**WHAT THE TASK ASKS:** Copy the material starting at the line that contains "Q. Point to the gray" and ending at the line that contains "pixel 343 844", keeping every line, but increase each coordinate in the answers by 85.

────────────────────────────────────────

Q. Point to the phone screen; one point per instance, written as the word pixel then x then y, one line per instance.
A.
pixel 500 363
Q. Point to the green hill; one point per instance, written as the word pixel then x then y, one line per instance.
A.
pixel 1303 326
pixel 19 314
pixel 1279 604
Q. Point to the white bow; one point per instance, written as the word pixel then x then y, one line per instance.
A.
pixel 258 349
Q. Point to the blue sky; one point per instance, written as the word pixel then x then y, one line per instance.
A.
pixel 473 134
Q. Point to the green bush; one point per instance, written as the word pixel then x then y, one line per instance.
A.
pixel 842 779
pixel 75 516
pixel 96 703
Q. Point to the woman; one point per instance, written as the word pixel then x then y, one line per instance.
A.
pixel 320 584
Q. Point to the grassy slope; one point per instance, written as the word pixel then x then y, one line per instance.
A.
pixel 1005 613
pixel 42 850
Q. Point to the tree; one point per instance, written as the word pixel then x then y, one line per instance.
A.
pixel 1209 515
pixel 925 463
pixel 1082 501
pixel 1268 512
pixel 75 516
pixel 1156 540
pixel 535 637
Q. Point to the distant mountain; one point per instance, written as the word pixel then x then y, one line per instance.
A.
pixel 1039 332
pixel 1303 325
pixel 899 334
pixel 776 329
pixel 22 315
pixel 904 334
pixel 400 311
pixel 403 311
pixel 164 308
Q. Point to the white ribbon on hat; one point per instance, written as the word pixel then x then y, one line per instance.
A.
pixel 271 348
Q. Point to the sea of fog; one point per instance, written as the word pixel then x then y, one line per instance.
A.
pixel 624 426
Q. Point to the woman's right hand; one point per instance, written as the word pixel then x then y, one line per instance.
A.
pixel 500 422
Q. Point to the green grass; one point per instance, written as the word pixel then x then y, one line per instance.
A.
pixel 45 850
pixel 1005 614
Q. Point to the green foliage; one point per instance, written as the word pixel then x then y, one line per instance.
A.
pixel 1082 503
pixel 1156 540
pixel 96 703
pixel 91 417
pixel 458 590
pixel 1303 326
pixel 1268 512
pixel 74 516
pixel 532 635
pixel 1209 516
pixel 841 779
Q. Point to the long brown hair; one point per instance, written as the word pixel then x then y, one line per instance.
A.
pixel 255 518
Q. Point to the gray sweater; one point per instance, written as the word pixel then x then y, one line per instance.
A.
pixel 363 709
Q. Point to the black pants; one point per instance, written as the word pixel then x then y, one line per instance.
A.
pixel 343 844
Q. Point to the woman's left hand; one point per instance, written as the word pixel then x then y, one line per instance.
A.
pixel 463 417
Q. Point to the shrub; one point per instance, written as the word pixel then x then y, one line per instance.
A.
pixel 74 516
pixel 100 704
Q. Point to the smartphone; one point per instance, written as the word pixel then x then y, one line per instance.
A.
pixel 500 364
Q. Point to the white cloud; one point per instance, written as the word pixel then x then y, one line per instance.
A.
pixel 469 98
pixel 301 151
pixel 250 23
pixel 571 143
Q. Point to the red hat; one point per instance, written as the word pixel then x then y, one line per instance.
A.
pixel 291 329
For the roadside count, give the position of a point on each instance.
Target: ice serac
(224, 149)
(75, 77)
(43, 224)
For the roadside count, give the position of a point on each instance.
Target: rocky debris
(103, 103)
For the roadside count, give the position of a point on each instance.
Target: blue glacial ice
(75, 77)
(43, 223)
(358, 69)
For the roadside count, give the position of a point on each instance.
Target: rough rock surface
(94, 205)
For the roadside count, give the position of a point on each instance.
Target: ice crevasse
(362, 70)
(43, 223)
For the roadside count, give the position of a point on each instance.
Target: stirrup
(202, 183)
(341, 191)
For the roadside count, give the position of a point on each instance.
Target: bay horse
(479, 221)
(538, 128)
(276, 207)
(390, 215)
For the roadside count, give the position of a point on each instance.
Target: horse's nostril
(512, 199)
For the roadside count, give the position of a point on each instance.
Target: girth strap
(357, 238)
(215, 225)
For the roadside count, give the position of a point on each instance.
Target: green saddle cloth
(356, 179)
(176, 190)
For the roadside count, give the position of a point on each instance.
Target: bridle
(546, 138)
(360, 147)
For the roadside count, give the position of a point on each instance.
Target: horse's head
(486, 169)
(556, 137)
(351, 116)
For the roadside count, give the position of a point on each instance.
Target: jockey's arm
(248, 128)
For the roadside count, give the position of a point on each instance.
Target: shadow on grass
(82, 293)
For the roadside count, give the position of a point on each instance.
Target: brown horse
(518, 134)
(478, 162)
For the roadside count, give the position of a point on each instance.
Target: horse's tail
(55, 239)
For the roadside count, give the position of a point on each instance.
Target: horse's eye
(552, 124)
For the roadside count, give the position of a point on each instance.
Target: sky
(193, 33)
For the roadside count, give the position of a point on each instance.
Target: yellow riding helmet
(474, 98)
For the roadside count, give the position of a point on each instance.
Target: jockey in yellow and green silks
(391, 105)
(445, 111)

────────────────────────────────────────

**CORRECT OUTPUT:**
Q. Point to the gray sweater; one point per instance, written as the word pixel then x then y, one line per instance.
A.
pixel 448 794
Q. Point to the black pants; one point per instance, written as the word pixel then x then y, one line per instance.
A.
pixel 428 929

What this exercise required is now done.